● Exercise description:
How many of the lines below contain the string "lamp"? Reply with the number alone.
───── Entries supplied ─────
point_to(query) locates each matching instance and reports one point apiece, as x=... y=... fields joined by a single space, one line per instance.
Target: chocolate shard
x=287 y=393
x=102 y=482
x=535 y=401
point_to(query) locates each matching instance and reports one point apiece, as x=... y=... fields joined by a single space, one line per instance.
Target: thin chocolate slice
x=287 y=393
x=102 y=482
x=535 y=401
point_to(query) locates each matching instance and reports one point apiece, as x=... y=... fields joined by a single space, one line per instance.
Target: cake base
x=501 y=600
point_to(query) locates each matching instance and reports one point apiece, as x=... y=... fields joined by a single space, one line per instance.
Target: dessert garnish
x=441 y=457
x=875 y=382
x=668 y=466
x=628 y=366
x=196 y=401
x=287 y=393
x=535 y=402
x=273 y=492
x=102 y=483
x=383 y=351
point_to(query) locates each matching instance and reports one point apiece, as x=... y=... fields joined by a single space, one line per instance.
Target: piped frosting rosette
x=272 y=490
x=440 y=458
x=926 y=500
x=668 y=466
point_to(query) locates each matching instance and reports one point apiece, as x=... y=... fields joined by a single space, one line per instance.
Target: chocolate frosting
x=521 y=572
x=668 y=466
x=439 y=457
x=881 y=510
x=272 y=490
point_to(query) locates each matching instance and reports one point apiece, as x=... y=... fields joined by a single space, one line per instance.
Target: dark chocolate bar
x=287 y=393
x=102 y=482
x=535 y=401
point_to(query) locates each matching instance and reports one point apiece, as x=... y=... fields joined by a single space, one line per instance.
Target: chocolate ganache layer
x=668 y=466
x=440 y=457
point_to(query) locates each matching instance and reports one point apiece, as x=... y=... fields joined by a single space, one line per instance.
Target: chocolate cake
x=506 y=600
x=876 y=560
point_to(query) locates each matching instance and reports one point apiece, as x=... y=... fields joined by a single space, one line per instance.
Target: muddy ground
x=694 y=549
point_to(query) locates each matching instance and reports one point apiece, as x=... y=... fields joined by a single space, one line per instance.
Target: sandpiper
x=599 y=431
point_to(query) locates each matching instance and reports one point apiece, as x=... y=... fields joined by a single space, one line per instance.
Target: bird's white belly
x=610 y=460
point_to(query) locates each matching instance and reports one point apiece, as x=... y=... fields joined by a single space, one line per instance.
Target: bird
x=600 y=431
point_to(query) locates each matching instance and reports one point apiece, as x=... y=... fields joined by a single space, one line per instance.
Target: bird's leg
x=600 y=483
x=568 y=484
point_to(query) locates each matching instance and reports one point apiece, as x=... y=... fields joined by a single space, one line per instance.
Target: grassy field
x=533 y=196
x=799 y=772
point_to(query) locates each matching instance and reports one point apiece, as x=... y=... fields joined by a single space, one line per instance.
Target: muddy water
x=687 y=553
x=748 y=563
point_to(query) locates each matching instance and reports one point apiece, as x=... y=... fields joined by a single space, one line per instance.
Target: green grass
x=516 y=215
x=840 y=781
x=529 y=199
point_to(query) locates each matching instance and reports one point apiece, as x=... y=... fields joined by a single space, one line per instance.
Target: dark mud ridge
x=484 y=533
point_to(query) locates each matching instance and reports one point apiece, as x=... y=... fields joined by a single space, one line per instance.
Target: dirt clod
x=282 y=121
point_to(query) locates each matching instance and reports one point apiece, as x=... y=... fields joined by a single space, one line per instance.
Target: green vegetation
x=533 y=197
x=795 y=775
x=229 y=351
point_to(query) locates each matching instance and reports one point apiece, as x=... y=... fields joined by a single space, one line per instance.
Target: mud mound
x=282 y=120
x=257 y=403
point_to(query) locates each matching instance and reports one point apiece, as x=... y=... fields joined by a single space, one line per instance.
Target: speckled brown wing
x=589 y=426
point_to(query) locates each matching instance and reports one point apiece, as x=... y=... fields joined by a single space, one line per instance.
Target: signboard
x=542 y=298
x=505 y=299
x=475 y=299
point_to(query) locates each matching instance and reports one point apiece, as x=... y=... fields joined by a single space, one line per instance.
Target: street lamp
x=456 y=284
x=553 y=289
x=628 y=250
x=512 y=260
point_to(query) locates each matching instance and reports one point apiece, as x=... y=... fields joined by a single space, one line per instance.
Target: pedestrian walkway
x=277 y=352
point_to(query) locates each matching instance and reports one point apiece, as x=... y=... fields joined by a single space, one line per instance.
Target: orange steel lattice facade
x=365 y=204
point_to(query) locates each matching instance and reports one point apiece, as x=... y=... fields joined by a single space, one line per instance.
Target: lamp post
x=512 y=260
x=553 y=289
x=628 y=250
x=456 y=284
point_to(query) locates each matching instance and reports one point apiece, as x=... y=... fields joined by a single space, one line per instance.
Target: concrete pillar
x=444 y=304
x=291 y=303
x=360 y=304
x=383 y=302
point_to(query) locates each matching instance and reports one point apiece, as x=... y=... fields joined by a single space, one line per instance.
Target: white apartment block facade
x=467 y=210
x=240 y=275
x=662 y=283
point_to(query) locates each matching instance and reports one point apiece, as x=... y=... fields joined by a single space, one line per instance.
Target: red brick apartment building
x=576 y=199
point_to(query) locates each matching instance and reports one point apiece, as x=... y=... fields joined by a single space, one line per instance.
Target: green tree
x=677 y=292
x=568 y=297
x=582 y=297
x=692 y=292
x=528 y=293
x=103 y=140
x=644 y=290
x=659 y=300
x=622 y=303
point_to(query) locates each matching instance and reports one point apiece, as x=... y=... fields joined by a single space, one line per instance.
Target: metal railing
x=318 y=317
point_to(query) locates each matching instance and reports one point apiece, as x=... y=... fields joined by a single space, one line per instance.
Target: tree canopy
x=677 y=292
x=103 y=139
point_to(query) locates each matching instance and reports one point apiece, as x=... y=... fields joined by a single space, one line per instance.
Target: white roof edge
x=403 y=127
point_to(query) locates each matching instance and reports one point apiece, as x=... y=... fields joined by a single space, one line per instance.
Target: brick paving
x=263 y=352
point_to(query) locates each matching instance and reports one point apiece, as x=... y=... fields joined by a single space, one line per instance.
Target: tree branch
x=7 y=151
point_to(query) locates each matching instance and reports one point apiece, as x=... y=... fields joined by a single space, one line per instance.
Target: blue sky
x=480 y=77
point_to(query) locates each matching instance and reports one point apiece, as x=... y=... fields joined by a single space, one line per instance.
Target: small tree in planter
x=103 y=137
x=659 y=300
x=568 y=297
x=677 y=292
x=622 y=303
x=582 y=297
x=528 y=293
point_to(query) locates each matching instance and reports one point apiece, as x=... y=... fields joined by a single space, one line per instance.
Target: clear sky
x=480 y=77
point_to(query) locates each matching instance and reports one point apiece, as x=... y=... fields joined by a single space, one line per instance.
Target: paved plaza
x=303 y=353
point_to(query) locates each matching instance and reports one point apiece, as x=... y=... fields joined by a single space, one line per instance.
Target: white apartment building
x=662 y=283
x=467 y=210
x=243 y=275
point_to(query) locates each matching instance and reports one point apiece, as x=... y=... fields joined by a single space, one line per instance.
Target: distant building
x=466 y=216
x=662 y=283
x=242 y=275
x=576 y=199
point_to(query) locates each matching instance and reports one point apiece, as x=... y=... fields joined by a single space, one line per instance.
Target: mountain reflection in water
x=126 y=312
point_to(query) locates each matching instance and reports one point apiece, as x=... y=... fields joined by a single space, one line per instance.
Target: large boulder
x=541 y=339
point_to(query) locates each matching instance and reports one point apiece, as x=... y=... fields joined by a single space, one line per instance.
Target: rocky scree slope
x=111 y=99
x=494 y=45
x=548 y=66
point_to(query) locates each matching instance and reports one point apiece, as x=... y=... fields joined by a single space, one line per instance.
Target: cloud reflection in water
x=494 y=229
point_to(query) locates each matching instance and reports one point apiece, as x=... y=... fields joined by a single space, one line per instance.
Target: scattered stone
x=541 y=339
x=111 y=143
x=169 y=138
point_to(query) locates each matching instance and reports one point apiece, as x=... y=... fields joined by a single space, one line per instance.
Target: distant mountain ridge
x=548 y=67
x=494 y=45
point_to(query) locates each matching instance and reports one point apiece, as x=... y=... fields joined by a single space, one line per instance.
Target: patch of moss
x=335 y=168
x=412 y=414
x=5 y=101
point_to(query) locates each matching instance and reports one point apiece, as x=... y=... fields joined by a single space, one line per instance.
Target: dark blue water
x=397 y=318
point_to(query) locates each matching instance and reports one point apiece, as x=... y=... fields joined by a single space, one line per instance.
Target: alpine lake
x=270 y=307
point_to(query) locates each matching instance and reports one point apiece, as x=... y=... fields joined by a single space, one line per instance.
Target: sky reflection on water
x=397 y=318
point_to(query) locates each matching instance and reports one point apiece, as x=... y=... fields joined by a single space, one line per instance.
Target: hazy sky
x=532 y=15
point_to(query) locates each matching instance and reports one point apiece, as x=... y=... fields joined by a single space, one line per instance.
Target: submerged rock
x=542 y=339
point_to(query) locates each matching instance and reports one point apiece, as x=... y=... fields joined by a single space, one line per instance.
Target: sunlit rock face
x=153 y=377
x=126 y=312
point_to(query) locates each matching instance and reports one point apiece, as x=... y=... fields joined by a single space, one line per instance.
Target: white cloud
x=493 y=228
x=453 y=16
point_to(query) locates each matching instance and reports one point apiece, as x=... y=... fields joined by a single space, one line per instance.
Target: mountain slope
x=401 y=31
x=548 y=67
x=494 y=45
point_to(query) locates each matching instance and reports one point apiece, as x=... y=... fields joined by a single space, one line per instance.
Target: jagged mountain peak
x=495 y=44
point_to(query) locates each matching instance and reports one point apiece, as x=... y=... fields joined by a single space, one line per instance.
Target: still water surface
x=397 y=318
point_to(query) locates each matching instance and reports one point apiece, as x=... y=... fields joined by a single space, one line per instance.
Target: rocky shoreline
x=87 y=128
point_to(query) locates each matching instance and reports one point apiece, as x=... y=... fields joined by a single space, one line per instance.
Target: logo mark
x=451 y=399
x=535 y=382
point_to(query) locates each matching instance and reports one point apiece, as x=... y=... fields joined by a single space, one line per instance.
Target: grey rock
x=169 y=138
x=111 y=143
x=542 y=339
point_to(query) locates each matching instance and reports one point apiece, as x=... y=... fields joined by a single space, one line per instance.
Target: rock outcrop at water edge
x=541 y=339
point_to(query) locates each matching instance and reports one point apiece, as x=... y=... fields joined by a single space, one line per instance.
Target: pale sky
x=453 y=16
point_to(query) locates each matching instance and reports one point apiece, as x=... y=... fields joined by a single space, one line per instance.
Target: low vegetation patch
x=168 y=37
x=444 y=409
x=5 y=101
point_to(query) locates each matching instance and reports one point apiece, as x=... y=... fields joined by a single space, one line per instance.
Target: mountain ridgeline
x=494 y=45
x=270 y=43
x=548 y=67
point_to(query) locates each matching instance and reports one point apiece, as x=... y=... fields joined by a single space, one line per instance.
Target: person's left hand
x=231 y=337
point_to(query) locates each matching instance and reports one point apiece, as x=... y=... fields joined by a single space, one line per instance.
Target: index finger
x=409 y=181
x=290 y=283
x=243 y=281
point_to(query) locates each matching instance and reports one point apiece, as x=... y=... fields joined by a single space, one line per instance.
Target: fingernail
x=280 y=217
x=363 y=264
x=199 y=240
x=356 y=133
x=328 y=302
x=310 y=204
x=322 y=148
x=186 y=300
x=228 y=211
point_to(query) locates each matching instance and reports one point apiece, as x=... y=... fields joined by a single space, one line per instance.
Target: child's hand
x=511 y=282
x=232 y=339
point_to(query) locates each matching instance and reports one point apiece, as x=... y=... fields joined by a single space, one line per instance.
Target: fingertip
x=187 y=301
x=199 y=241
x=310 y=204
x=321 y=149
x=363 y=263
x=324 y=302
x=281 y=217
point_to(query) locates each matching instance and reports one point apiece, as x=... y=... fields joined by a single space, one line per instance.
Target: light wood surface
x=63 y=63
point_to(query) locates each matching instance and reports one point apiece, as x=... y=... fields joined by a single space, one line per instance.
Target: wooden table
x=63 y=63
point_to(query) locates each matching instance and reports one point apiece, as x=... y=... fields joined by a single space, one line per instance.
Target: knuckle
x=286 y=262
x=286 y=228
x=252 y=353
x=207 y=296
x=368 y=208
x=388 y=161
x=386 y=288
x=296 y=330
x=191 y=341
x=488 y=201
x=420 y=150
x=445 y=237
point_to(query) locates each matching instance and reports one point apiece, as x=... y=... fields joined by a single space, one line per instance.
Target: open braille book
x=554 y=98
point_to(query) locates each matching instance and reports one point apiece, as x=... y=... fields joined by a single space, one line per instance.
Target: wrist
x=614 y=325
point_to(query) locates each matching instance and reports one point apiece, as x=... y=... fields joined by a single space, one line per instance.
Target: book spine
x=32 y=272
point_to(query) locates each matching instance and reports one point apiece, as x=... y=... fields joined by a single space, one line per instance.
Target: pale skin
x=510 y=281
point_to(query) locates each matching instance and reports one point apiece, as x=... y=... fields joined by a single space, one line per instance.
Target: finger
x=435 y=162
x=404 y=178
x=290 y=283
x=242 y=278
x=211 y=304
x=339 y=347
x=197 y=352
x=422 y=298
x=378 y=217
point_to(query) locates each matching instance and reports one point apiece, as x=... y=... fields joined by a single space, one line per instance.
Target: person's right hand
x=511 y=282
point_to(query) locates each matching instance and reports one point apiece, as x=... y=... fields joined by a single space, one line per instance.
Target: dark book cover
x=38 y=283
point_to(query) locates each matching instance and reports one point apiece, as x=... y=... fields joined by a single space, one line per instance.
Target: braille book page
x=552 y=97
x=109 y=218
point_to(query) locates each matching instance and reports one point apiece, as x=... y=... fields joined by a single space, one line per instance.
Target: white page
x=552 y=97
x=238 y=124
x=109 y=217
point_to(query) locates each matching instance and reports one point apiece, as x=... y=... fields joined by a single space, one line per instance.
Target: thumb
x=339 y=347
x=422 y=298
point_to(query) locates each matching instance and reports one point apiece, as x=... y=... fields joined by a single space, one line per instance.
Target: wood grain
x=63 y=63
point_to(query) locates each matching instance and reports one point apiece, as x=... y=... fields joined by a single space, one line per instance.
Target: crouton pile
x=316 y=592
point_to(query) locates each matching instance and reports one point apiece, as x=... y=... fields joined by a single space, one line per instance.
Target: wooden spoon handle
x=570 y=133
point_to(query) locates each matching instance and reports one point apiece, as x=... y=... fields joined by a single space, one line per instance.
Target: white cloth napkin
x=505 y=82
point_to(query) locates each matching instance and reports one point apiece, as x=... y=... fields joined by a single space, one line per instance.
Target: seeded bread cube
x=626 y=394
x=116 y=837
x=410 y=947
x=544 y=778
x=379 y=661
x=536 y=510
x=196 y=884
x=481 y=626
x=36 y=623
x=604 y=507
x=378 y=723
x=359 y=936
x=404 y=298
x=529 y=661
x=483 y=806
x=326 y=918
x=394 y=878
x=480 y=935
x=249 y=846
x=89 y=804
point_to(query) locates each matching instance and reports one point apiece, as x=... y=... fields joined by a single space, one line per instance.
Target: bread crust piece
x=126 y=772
─────
● Answer for this exercise:
2